■ What to do ■
Every line from the one with "x=373, y=430" through the end of the records below should be restated word for word, and nothing outside that span.

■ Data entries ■

++++

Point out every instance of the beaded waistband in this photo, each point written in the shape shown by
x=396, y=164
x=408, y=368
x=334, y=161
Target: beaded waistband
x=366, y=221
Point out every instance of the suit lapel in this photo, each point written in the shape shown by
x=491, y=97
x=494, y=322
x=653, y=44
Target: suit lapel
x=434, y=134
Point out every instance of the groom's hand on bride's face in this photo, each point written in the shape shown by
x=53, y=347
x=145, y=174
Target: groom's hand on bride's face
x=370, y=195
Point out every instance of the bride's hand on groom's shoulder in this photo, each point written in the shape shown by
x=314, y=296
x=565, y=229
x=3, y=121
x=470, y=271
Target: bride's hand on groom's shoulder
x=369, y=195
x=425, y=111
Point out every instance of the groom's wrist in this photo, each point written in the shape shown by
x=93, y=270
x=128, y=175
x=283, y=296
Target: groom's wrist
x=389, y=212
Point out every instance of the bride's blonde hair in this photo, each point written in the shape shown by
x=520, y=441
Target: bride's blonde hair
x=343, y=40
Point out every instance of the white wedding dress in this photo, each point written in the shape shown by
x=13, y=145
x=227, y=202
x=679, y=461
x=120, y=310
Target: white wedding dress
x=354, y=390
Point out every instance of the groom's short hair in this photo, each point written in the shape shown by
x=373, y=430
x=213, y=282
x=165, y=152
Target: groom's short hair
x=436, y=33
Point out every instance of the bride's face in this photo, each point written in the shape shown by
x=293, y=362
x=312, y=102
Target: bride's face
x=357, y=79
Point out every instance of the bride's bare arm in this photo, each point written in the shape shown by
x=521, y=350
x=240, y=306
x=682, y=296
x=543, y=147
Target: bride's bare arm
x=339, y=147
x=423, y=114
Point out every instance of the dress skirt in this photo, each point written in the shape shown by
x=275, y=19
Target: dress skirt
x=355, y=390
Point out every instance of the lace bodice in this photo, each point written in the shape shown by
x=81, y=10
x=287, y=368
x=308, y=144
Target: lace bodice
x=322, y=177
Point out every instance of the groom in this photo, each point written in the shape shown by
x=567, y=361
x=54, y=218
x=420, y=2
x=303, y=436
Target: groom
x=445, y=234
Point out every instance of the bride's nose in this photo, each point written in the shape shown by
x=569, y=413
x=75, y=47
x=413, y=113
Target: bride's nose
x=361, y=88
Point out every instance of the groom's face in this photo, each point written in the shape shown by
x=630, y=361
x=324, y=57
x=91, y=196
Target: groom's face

++++

■ Completed exercise ■
x=373, y=430
x=213, y=282
x=165, y=152
Target: groom's short hair
x=436, y=33
Point out every instance of the bride's face in this photo, each point written in the shape shown by
x=293, y=362
x=312, y=102
Target: bride's face
x=357, y=79
Point out every instance of the bride's bare arm in this photo, each point written in the shape shown by
x=521, y=350
x=240, y=306
x=682, y=296
x=543, y=147
Target: bride's bare arm
x=339, y=147
x=423, y=114
Point out every instance of the dress skirt in this photo, each point written in the shape shown by
x=275, y=19
Target: dress skirt
x=355, y=390
Point out every instance of the lace bodice in this photo, each point written in the shape shown by
x=81, y=10
x=287, y=368
x=308, y=144
Target: lace bodice
x=322, y=177
Point out every instance of the groom in this photo, each point written in the shape shown by
x=567, y=361
x=54, y=218
x=420, y=2
x=303, y=436
Target: groom
x=445, y=234
Point out every instance of the bride's nose in this photo, each point written in the shape shown by
x=569, y=413
x=75, y=47
x=413, y=113
Target: bride's nose
x=361, y=88
Point out every instance of the groom's face in this photo, each point written in the shape shown by
x=630, y=361
x=324, y=57
x=91, y=196
Target: groom's face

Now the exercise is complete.